▶ **Esercizio proposto A**: Restituisci ogni riga dell'elenco in cui compare la parola "insect". Maiuscole e minuscole contano.

▶ **Brano del documento**:
* * * * *
Contro il crollo della spesa statale per il settore, iniziativa nazionale il 26, 27 e 28 marzo. Si conclude al regio di Torino, con un incontro pubblico, fra denunce e proposte. Tre giornate per dire no ai tagli per la cultura e lo spettacolo. Tre appuntamenti per informare e sensibilizzare cittadini, opinione pubblica e rappresentanti politici ed istituzionali, perché il settore, dal teatro alla danza, dalla musica al cinema, è in ginocchio. E il crollo di spese statali e sovvenzioni per l’anno in corso rischia di compromettere la sopravvivenza di moltissime attività, e di cancellare qualcosa come 220mila posti di lavoro, solo nello spettacolo. A rischio sono realtà di primo piano, note a tutti, pezzi della nostra storia: come Cinecittà, che rischia di chiudere i battenti; il teatro La Fenice di Venezia, che in questa situazione può garantire stipendi solo fino a luglio, o il festival delle letterature di Mantova, appuntamento di respiro internazionale, che quest’anno vedrà i finanziamenti del comune ridotti della metà.
* * * * *
(Elementi da una fonte di dati)
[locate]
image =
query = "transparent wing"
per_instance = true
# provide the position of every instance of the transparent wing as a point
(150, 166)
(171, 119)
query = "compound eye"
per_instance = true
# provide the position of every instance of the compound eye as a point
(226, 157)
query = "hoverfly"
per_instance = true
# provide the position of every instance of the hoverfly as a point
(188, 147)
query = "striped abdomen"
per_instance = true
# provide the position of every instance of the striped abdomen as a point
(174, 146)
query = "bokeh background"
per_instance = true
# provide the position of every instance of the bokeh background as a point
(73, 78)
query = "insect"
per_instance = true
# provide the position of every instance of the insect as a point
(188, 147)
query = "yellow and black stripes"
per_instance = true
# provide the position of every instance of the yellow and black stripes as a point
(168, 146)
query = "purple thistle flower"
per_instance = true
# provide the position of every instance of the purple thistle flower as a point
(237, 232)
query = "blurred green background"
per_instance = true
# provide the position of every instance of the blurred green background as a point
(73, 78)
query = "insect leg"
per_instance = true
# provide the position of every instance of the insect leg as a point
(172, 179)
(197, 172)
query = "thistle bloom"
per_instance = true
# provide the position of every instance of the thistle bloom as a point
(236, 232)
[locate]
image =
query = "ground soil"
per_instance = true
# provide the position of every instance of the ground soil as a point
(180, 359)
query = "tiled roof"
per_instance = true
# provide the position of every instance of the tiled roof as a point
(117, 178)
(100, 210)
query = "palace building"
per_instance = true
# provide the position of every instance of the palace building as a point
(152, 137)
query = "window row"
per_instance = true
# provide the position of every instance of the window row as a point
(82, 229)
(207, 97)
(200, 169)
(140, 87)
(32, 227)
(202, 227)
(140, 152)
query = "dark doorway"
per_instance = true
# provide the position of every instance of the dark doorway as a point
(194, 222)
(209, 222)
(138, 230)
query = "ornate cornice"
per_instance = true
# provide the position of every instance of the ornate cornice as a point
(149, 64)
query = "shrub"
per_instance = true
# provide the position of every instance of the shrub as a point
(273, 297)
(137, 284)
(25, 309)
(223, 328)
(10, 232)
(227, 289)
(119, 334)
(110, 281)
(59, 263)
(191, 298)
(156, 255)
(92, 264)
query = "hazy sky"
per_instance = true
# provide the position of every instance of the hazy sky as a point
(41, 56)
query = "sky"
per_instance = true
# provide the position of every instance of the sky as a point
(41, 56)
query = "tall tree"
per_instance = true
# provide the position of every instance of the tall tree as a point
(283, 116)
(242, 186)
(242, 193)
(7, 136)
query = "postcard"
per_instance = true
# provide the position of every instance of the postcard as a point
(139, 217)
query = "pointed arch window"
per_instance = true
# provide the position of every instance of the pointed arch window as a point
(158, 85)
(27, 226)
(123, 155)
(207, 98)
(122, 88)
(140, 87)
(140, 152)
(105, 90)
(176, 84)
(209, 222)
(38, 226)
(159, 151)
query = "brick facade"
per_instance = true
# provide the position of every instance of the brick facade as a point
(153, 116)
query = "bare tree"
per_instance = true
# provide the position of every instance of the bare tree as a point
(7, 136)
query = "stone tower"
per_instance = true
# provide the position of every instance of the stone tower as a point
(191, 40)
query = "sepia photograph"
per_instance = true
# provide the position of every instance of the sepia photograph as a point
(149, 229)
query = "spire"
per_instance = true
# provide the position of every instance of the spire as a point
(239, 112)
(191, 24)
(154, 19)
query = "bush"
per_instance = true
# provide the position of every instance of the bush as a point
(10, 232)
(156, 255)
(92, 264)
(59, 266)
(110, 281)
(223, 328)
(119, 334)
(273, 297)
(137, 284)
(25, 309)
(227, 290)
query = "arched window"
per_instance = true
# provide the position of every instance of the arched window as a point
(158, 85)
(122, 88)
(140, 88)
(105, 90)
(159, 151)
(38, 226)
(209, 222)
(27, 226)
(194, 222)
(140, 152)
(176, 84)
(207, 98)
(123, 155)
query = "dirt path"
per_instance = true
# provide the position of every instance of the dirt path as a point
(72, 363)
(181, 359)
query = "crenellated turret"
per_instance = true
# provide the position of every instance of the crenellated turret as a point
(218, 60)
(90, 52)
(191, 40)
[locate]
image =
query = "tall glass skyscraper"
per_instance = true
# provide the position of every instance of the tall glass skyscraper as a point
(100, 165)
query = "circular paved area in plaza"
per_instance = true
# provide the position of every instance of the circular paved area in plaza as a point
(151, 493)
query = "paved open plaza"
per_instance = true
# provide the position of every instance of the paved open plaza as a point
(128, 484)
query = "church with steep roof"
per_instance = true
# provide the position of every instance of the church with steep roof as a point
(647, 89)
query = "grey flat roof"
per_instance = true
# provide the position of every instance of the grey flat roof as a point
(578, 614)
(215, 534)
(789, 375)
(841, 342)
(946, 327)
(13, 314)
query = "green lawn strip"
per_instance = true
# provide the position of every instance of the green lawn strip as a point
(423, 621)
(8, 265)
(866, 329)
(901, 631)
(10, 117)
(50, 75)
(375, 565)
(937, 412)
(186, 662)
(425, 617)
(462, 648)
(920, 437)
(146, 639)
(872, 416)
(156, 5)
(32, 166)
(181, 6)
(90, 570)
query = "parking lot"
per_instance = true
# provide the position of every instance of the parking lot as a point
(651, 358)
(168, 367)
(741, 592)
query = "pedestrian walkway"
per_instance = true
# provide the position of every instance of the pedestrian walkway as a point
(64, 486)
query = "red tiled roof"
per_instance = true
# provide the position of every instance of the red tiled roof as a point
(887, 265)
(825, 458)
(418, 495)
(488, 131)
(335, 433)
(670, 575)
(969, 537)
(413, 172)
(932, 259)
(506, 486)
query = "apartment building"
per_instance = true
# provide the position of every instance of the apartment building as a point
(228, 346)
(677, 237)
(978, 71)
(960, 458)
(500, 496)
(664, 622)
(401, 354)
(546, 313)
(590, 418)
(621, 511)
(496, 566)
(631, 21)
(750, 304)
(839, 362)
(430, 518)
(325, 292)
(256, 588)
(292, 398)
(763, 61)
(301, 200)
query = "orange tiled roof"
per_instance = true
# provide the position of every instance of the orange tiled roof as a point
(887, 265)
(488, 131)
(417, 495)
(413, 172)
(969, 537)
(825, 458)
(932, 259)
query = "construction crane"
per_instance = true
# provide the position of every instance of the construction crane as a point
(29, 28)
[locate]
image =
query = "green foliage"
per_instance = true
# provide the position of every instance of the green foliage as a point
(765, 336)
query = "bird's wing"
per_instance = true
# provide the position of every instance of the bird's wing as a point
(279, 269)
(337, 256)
* * * * *
▶ **Esercizio proposto B**: Nel brano sui tagli alla cultura, fino a quando il teatro La Fenice di Venezia può garantire gli stipendi?

▶ **Risultato A**:
query = "insect"
# provide the position of every instance of the insect as a point
query = "insect leg"
# provide the position of every instance of the insect leg as a point

▶ **Risultato B**: Solo fino a luglio.